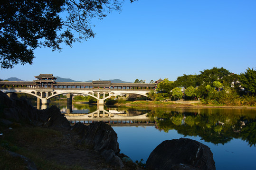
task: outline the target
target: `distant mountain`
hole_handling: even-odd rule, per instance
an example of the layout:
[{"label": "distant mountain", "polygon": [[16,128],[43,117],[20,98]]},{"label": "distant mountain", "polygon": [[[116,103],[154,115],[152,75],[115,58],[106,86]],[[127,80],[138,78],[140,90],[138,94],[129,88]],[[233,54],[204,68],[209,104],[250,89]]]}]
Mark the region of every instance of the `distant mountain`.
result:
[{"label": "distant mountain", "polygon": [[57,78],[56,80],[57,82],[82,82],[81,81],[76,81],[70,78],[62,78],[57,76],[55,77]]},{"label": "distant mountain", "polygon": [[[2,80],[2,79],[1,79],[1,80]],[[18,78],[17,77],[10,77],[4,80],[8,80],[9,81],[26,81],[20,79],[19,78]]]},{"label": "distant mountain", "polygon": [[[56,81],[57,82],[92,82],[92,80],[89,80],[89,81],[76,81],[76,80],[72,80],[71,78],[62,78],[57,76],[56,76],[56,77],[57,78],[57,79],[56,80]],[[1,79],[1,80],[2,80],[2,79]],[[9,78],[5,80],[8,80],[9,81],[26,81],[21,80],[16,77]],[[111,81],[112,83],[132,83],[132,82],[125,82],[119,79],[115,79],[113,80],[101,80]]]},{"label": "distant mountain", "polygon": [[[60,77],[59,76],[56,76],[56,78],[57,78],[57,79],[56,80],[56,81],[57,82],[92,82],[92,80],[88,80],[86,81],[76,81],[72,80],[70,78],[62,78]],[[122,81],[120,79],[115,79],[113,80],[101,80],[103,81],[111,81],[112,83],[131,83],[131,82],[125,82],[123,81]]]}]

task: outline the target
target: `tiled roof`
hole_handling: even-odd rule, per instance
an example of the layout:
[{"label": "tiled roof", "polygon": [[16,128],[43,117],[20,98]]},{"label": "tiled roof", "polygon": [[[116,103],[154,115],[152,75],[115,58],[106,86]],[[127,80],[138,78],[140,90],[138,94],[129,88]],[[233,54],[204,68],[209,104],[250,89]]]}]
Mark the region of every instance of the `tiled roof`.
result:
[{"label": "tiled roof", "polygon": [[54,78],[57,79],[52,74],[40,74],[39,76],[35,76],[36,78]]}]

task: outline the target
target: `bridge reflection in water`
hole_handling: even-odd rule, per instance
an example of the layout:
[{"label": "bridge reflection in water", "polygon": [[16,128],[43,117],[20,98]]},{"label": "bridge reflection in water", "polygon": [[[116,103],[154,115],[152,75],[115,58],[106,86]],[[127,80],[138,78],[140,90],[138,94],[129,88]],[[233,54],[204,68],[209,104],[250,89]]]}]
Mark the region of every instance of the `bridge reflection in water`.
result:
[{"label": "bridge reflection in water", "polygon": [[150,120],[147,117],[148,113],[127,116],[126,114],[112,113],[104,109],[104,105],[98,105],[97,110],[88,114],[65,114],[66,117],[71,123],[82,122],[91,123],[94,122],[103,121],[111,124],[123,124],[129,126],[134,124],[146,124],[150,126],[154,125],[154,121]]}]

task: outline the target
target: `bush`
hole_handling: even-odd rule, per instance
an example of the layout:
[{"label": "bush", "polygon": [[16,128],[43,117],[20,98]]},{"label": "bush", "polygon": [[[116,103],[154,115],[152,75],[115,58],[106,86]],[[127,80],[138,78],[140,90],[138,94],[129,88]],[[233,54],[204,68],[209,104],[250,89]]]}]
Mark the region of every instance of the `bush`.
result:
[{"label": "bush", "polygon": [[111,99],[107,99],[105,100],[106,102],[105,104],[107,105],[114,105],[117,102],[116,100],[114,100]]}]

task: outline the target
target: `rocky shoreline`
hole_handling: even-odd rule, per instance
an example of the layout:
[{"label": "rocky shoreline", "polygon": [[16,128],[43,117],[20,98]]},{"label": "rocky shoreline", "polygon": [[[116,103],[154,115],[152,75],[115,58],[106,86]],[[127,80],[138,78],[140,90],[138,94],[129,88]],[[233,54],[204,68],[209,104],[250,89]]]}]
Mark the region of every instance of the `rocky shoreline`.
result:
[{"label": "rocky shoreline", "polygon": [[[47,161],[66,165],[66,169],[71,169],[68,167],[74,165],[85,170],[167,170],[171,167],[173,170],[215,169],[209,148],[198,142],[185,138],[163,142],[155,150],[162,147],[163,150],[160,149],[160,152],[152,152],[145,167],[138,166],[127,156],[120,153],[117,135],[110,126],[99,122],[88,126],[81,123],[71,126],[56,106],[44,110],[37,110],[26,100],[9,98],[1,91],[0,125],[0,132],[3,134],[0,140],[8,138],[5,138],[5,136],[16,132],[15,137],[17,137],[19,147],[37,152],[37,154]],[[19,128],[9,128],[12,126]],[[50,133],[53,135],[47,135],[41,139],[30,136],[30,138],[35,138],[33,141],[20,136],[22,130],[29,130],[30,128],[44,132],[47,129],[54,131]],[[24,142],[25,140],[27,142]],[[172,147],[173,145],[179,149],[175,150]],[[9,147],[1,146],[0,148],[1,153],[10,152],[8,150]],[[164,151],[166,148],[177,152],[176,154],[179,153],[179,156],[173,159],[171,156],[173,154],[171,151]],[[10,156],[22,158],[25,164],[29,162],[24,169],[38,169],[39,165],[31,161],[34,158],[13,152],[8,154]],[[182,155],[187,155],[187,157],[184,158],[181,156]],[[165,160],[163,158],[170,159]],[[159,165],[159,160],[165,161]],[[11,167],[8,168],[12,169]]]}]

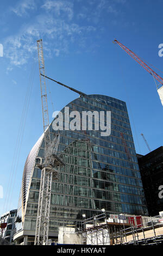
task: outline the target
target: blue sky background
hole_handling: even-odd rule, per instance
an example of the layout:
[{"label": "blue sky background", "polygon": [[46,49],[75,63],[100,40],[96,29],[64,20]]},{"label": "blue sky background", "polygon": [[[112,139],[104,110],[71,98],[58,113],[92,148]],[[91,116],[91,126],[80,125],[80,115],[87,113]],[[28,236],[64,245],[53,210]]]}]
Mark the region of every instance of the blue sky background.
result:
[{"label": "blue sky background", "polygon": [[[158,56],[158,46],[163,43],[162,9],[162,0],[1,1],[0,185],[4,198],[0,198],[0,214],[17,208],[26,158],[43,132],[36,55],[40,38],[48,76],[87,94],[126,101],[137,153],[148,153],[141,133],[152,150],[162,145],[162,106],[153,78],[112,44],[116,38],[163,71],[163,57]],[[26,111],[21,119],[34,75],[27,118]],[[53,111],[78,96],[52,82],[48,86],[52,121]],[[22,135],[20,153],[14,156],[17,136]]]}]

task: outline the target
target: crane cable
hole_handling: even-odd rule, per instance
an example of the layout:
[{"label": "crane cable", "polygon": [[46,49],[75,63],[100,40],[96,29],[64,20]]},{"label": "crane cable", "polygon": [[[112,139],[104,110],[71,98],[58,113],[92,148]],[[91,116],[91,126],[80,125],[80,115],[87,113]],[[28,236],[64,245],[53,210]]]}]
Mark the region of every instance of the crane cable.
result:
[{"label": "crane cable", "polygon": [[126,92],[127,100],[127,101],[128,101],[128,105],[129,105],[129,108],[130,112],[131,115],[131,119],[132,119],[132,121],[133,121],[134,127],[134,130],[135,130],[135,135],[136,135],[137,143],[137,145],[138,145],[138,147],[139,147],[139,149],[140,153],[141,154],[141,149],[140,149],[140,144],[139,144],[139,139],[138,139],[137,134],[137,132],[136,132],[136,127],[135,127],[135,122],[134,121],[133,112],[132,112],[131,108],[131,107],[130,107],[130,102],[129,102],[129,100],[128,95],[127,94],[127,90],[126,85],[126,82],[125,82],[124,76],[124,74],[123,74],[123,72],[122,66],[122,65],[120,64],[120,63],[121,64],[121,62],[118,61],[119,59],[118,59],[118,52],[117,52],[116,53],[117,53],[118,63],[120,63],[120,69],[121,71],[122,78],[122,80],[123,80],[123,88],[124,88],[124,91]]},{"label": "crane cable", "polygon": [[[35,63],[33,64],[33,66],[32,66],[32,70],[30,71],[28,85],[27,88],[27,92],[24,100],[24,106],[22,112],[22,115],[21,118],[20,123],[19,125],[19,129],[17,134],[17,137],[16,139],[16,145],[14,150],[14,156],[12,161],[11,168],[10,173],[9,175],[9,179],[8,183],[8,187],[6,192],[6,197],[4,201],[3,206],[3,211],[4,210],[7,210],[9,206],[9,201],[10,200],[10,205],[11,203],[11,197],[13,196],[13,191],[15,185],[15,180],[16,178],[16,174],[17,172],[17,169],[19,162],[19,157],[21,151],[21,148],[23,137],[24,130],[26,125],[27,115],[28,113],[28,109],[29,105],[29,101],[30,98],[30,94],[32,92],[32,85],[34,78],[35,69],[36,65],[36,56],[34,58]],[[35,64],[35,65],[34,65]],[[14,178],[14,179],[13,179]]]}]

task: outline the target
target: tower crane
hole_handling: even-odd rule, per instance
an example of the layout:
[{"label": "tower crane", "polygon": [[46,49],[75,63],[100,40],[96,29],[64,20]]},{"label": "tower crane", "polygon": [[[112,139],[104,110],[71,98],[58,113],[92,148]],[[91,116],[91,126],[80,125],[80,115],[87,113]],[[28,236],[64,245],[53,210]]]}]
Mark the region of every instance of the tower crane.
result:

════════════════

EXERCISE INSTRUCTIONS — Which lines above contain the word "tower"? Collect and copy each one in full.

ANSWER IN FULL —
target: tower crane
[{"label": "tower crane", "polygon": [[46,49],[75,63],[100,40],[96,29],[64,20]]},{"label": "tower crane", "polygon": [[[112,139],[104,110],[71,98],[58,113],[92,148]],[[91,116],[91,126],[80,125],[80,115],[87,113]],[[28,236],[64,245],[53,210]]]}]
Mark the region of every instance of the tower crane.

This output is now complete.